PASSAGE TO READ:
•••
Sometimes I think about destination. It’s kind of like the other direction of thinking, towards where I came from. There’s sadness in both directions.
It’s not really a place, but the language of place and distance makes more sense for this than trying to explain a project and the process that must be completed before the project is done. That means the process becomes the journey, and completion the destination. Everyone keeping up?
So I think about destination and I wonder if the destination even matters. The world seems to reward me more for going somewhere more than getting there. I don’t even know if when I get there it will be a place worth being, but I’m going to try and get there.
Right, practical terms, this is where I’m at:
-30 years old (31 in a month and 5 days)
-living in a city I don’t like, don’t fit in
-Associates degree in psychology, 81-95 hours in.
•••
DATA ROWS:
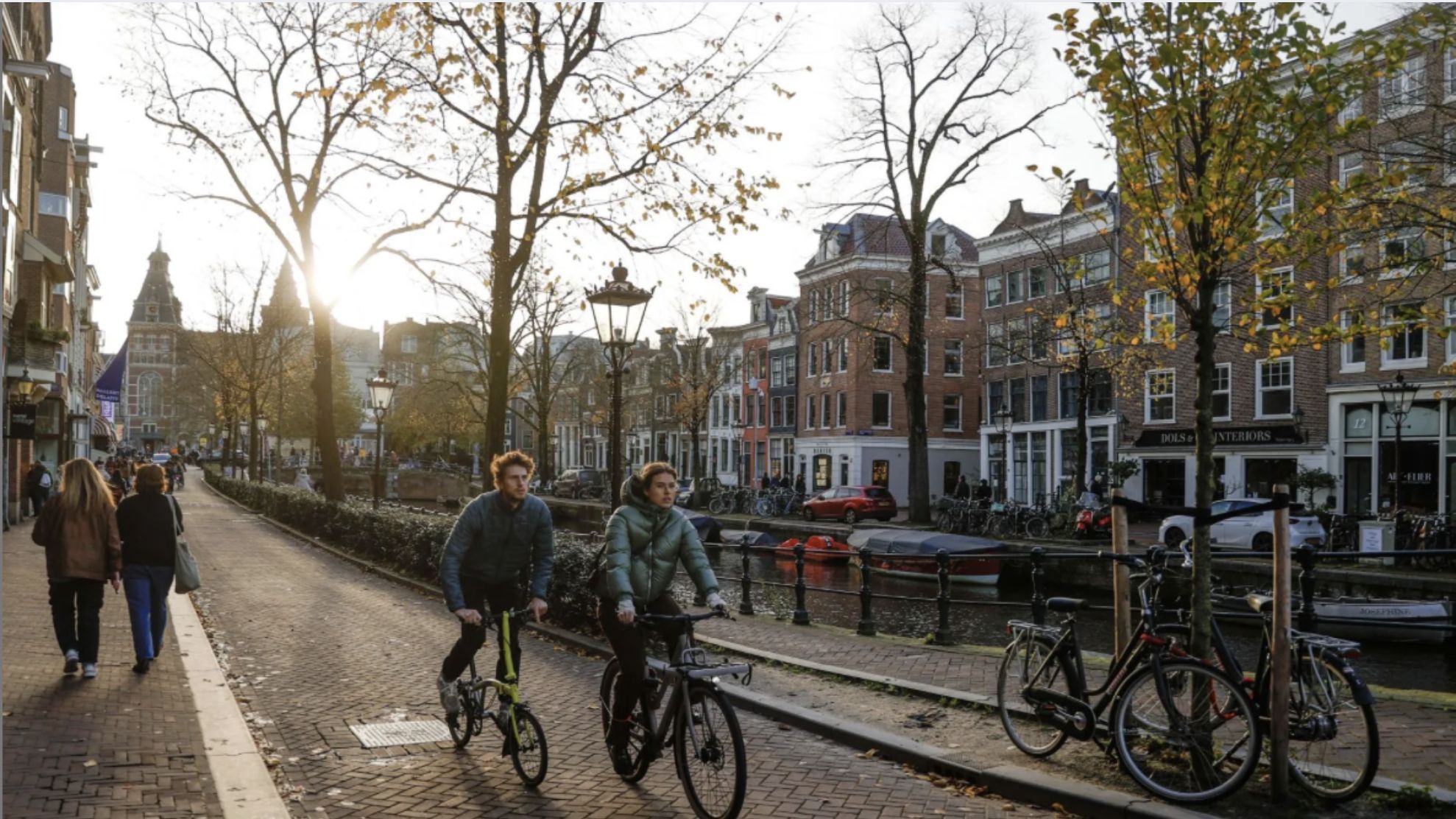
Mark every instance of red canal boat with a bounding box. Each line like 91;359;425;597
773;535;850;563
849;529;1002;586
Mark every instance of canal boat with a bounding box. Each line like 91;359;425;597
1213;586;1452;644
849;529;1003;586
773;535;850;563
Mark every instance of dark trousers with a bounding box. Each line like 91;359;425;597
51;580;106;663
597;594;683;720
121;566;172;660
439;577;521;679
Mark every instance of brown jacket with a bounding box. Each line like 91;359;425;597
31;500;121;580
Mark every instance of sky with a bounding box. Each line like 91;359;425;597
49;3;1399;351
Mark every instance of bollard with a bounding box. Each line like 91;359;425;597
794;544;810;625
1294;544;1319;631
935;549;953;646
738;541;753;615
1031;546;1047;625
859;546;875;637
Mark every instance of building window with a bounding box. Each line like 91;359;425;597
1380;54;1425;116
1254;357;1294;418
945;338;965;376
1340;152;1364;188
1258;179;1294;238
1143;290;1176;341
1340;310;1364;370
1026;267;1047;299
986;323;1006;368
1255;267;1294;329
1143;370;1178;424
872;335;895;373
945;281;965;319
944;395;961;433
869;392;890;430
1380;302;1425;366
1213;365;1233;421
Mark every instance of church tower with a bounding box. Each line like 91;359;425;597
124;236;182;451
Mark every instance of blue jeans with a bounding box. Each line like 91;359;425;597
121;566;172;660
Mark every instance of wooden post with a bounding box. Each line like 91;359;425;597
1112;487;1133;655
1270;484;1293;801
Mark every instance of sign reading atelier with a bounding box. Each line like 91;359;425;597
1136;427;1304;447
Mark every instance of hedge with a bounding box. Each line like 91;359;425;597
205;469;600;634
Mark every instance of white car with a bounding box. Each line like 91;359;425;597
1158;497;1325;551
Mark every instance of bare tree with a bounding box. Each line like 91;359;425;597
377;3;786;466
824;4;1056;523
134;3;453;502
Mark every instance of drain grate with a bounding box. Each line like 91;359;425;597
350;720;450;748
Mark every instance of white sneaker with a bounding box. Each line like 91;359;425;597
435;676;460;717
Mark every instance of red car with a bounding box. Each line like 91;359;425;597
804;487;897;523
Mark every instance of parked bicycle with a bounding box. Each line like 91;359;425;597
996;546;1262;803
445;609;548;788
600;612;753;819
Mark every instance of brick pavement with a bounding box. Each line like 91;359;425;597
188;483;1038;818
699;606;1456;790
3;521;222;819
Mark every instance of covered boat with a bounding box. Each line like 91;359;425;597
1213;586;1452;643
849;529;1002;586
773;535;850;563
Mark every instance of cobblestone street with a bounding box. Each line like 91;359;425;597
183;482;1036;818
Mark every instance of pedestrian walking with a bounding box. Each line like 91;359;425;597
25;460;51;517
116;463;182;673
31;457;121;679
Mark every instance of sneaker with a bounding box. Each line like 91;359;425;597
435;675;460;717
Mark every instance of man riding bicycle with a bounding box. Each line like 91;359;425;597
437;450;555;717
597;463;728;776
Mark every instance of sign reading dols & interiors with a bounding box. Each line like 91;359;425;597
1136;427;1304;447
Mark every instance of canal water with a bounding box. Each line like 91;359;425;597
538;523;1456;692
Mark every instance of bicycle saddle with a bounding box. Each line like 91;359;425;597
1243;591;1274;614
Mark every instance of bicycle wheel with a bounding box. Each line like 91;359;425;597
1111;660;1262;803
505;706;548;788
1289;657;1380;801
597;657;652;783
673;685;749;819
1026;517;1048;541
996;637;1081;756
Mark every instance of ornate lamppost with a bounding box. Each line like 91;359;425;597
364;368;399;509
587;264;657;509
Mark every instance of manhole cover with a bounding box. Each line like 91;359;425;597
350;720;450;748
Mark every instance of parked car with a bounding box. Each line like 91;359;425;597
551;469;606;499
1158;497;1325;551
804;487;898;523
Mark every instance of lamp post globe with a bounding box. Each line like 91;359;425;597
587;264;655;509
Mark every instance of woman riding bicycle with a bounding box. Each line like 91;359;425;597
597;463;728;776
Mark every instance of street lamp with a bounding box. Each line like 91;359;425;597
992;404;1014;502
364;368;399;509
587;264;655;509
1380;373;1420;513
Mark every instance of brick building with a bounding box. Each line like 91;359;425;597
795;214;980;503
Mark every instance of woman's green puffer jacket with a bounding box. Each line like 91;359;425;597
606;477;718;611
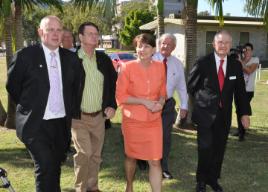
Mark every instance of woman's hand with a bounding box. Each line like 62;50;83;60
143;100;157;111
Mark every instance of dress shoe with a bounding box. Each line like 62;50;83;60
232;131;239;137
196;182;206;192
162;171;173;179
137;160;149;171
208;182;223;192
238;134;245;141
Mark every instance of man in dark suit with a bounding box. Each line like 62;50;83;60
188;30;250;192
6;15;80;192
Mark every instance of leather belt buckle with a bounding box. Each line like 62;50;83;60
82;111;101;117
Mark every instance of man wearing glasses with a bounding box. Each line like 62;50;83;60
72;22;117;192
6;15;80;192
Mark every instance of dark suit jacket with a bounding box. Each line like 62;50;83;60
6;45;80;143
74;50;117;119
188;53;250;127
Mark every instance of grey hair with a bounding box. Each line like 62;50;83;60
40;15;62;29
214;29;233;42
159;33;177;46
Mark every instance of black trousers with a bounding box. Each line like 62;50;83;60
196;109;230;183
234;92;254;137
26;118;69;192
161;98;177;171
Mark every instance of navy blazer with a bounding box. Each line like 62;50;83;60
188;53;250;127
6;45;80;143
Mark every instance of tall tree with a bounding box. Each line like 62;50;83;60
157;0;165;38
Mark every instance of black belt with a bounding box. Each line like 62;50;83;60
165;97;173;103
82;110;101;117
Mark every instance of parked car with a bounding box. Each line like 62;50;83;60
109;52;136;72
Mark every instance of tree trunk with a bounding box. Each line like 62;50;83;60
157;0;165;39
4;14;15;129
157;15;165;38
184;4;197;124
0;100;7;126
15;4;23;51
185;5;197;74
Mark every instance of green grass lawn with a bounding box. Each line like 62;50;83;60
0;57;268;192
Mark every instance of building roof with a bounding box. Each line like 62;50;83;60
140;16;264;30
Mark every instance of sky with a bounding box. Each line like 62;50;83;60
63;0;251;16
198;0;248;16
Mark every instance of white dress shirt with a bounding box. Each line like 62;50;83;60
43;44;66;120
214;52;227;77
153;52;188;110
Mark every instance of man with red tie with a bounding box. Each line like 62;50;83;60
188;30;250;192
153;33;188;179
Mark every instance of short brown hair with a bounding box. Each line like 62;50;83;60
133;33;156;47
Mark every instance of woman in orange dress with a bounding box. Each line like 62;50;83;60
116;34;166;192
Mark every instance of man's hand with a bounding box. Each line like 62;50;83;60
152;102;163;113
180;109;188;119
241;115;250;129
104;107;115;119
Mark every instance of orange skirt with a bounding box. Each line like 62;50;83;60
•••
OBJECTIVE: Extend the personal reflection on journeys and destinations, starting right after its last line.

OUTPUT BELOW:
-working on double major Bachelor’s of Science in Computer Science and Psychology, need 145-155 hours total
-minimum 3 semesters to go, possibly as many as 6
-want to get into graduate school for a PhD at the end of undergrad
-no job, no time for a job
-taking care of a fiance, a roommate and on weekends her little girl
-religious but don’t go to church
-taken care of, but constantly feeling ungrateful in face of it all.
So I’m more than halfway through. I’m getting there. I just don’t know if there is where I want to be. I know that I don’t want to be here. This place…. it’s not terrible, I’ve been in worse situations. It just isn’t what I was going for. It would appear that though I am resourceful, I’m not resourceful enough to get out of this specific place. It feels like being invisible. Longing to be seen, known, appreciated. It isn’t like people don’t like me, but anxiety, depression, couldn’t it be better? Maybe.
It sucks, being alone and being the cause of it.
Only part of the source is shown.